### TEXT SECTION
RAREZA, VISTA

Linguistic Loneliness

I am writing this and you will understand what it says. That is, of course, if you know how to speak and read English. I am writing this and I am fully aware that the words I pick have specific connotations. That they can be very simple, unimpressive; complex or eye-opening. I am fully aware that these symbols that we have named (the irony) letters have a meaning. That that meaning in its origin was completely arbitrary, for a circle, O, did not make the sound /o/ until we (insert a certain community or maybe some individual, I don’t know, at some point in time) decided it did; that it still doesn’t make that sound in Spanish, for our /o/, despite being transcribed in the same way is essentially different.

### SHORT EXERCISE 1
Reproduce the stretch of the Linguistic Loneliness text from "RAREZA, VISTA" through "is essentially different." word for word.

### DATA LINES
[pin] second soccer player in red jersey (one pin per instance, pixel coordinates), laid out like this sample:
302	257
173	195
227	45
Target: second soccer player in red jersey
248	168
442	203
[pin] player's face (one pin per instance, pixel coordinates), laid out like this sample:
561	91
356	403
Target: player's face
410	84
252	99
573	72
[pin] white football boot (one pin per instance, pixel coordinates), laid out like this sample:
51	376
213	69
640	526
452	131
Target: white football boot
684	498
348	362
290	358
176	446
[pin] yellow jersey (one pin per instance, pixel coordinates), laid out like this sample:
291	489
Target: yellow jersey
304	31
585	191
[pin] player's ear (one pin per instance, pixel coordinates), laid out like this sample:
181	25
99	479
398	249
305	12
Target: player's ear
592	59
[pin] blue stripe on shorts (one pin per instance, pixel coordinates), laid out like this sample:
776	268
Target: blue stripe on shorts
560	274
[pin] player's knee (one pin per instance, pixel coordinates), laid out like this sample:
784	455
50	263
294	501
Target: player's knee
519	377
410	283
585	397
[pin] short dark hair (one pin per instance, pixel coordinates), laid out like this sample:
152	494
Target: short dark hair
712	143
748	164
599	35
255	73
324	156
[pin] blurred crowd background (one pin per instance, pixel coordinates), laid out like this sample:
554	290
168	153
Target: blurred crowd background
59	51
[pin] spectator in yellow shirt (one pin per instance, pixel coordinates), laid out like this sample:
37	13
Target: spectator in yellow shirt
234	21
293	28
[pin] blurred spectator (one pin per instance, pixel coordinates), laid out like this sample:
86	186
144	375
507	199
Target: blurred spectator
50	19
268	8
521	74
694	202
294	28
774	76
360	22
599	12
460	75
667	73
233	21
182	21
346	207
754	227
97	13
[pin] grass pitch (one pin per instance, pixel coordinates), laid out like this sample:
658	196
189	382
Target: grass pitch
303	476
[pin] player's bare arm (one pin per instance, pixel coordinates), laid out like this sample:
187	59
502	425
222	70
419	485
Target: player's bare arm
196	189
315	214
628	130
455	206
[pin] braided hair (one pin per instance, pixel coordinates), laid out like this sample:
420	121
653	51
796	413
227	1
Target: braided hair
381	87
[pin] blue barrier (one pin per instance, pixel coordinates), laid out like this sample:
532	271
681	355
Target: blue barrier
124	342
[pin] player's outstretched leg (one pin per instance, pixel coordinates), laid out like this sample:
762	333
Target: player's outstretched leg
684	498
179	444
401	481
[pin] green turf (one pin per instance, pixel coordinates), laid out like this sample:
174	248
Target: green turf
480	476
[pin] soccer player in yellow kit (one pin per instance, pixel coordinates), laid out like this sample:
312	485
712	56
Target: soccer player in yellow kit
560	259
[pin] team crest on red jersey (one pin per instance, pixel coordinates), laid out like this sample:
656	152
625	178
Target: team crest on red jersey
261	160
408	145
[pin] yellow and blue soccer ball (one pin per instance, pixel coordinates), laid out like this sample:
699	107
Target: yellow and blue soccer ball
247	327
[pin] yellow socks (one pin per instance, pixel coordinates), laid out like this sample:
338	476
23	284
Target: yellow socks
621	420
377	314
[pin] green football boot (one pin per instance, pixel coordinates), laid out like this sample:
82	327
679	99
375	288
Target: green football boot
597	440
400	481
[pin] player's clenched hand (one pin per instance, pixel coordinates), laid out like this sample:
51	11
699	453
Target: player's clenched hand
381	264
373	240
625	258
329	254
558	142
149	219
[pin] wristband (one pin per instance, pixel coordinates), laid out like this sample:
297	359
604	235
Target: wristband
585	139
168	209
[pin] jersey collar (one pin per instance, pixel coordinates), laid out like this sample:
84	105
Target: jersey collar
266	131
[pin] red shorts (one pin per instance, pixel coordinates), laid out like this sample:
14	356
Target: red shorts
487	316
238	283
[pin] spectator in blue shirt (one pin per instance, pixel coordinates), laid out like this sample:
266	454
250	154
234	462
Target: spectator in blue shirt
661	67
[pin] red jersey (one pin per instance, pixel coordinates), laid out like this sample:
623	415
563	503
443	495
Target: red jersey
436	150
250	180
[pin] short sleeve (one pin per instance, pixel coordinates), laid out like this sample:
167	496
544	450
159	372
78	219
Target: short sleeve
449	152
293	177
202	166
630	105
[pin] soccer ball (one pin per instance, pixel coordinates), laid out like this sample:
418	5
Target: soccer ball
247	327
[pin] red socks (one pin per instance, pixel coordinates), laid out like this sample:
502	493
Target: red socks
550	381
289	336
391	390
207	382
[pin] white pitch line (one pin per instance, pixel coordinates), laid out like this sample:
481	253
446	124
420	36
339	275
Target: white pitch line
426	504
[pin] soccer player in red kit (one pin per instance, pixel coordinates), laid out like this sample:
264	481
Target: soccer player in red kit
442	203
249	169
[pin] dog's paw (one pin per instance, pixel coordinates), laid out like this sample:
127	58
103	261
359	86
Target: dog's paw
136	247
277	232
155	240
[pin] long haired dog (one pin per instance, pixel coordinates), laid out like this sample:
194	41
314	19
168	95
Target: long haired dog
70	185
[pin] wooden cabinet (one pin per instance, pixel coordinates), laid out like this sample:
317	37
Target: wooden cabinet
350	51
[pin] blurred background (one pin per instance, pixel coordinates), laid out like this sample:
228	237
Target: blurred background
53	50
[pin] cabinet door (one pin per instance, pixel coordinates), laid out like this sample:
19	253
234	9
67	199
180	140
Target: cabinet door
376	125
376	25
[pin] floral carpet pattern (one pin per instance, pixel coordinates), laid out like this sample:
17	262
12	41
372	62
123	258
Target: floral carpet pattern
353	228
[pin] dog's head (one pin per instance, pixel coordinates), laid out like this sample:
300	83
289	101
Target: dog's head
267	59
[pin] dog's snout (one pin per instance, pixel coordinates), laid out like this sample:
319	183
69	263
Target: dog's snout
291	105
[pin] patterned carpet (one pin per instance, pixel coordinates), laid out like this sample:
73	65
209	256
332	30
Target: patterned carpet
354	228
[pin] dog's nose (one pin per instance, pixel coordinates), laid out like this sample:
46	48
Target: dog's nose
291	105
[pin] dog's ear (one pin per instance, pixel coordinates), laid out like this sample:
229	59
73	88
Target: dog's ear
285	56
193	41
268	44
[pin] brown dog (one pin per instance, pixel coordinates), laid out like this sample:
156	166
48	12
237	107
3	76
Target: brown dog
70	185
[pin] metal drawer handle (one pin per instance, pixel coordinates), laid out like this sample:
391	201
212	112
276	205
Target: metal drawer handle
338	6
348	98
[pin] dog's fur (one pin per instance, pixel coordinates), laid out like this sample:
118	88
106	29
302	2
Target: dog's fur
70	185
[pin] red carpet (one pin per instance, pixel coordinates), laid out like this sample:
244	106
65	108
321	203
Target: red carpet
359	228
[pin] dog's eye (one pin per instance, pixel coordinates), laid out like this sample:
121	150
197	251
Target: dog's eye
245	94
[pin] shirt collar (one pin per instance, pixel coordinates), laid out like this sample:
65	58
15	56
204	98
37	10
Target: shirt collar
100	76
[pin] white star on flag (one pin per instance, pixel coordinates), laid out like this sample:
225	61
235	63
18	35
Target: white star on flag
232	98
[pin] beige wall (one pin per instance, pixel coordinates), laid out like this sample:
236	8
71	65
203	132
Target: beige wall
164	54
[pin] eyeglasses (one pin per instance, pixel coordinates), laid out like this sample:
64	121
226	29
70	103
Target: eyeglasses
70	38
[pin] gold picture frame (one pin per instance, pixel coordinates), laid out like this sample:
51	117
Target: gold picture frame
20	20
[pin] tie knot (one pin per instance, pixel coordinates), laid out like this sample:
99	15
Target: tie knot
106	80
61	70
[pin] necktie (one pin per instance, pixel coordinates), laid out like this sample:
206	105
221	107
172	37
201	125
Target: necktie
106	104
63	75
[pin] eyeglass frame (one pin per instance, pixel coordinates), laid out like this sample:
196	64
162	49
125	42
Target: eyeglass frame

### SHORT EXERCISE 2
Pick out each line in the records that contains the word "barrier", and copy those lines.

### WRITTEN RESPONSE 1
RAREZA, VISTA

Linguistic Loneliness

I am writing this and you will understand what it says. That is, of course, if you know how to speak and read English. I am writing this and I am fully aware that the words I pick have specific connotations. That they can be very simple, unimpressive; complex or eye-opening. I am fully aware that these symbols that we have named (the irony) letters have a meaning. That that meaning in its origin was completely arbitrary, for a circle, O, did not make the sound /o/ until we (insert a certain community or maybe some individual, I don’t know, at some point in time) decided it did; that it still doesn’t make that sound in Spanish, for our /o/, despite being transcribed in the same way is essentially different.

### WRITTEN RESPONSE 2
[pin] blue barrier (one pin per instance, pixel coordinates), laid out like this sample:
Target: blue barrier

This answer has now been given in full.